▶ TRY IT: Every entry that follows should be output again, word for word.

[Start of section]

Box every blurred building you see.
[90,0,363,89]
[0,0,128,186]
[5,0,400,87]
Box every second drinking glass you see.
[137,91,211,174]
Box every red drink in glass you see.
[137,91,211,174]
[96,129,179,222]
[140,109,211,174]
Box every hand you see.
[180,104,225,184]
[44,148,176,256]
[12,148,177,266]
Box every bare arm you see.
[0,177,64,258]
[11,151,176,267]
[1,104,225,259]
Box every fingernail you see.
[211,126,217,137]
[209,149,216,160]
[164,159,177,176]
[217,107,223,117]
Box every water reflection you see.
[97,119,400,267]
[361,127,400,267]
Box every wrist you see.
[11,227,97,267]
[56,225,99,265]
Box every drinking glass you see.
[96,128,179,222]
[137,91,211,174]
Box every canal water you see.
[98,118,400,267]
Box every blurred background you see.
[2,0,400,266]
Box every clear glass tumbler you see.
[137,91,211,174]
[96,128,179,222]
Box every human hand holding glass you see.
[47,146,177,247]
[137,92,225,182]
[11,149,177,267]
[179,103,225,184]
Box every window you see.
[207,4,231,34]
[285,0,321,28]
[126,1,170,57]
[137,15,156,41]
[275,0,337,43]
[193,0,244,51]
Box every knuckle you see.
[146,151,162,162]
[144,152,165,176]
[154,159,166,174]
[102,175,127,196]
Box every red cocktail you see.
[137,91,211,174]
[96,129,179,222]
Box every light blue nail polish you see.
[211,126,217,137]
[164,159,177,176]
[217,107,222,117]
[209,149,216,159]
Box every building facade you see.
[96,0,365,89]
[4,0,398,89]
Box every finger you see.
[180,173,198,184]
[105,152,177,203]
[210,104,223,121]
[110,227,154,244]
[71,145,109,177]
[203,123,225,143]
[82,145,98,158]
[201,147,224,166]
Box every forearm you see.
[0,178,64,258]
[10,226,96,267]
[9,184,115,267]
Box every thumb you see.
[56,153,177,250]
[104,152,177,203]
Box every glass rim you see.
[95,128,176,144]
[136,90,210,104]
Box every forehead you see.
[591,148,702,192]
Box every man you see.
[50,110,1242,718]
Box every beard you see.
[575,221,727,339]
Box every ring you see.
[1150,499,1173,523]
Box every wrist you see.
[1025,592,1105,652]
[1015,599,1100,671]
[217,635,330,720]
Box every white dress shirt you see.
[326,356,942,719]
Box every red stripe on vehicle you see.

[End of section]

▶ ANSWER BOX:
Box every blurred building you see.
[90,0,363,89]
[0,0,128,186]
[5,0,400,87]
Box every second drinking glass you see.
[137,91,211,174]
Box every red drink in glass you see.
[137,91,211,174]
[96,129,179,222]
[140,109,211,174]
Box every hand you see.
[180,104,225,184]
[44,148,176,256]
[12,148,177,266]
Box every bare arm you see.
[0,177,64,258]
[11,151,176,267]
[1,104,225,259]
Box every fingernail you see.
[211,126,217,137]
[209,149,216,160]
[164,159,177,176]
[217,107,223,117]
Box every water reflection you see.
[97,119,400,267]
[361,127,400,267]
Box every wrist you see.
[11,227,97,267]
[56,225,99,265]
Box every drinking glass you see.
[96,128,179,222]
[137,91,211,174]
Box every canal water you see.
[98,118,400,267]
Box every blurred background you see.
[2,0,400,266]
Box every clear glass tumbler you see.
[137,91,211,174]
[96,128,179,222]
Box every human hand holding glass you see.
[47,146,177,247]
[137,92,225,182]
[11,149,177,267]
[179,103,225,184]
Box every window you see.
[207,4,231,34]
[285,0,321,28]
[126,1,170,57]
[137,15,156,41]
[275,0,337,43]
[193,0,244,51]
Box every knuckle you see.
[146,151,162,162]
[144,152,165,176]
[154,159,166,174]
[102,175,127,196]
Box every red cocktail you see.
[137,91,211,174]
[96,129,179,222]
Box every light blue nail polish you see.
[211,126,217,137]
[164,159,177,176]
[217,107,222,117]
[209,149,216,159]
Box every building facade you see.
[96,0,365,89]
[4,0,398,89]
Box every finger you see.
[180,173,198,184]
[105,152,177,203]
[210,104,223,121]
[110,227,154,244]
[71,145,109,177]
[203,123,225,143]
[82,145,98,158]
[201,147,224,166]
Box every forearm you see.
[0,178,64,258]
[10,226,96,267]
[9,184,115,267]
Box every thumb you see.
[56,153,177,250]
[104,152,177,203]
Box every glass rim you see.
[95,128,176,144]
[136,90,210,104]
Box every forehead you see.
[591,148,702,192]
Box every man you see.
[50,110,1242,718]
Box every beard you see.
[575,221,727,339]
Box every ring you see.
[1150,499,1173,523]
Box every wrist you see.
[1025,592,1105,652]
[1015,599,1100,671]
[217,635,330,720]
Box every white dress shirt you see.
[326,356,942,719]
Box every red stripe on vehicle you see.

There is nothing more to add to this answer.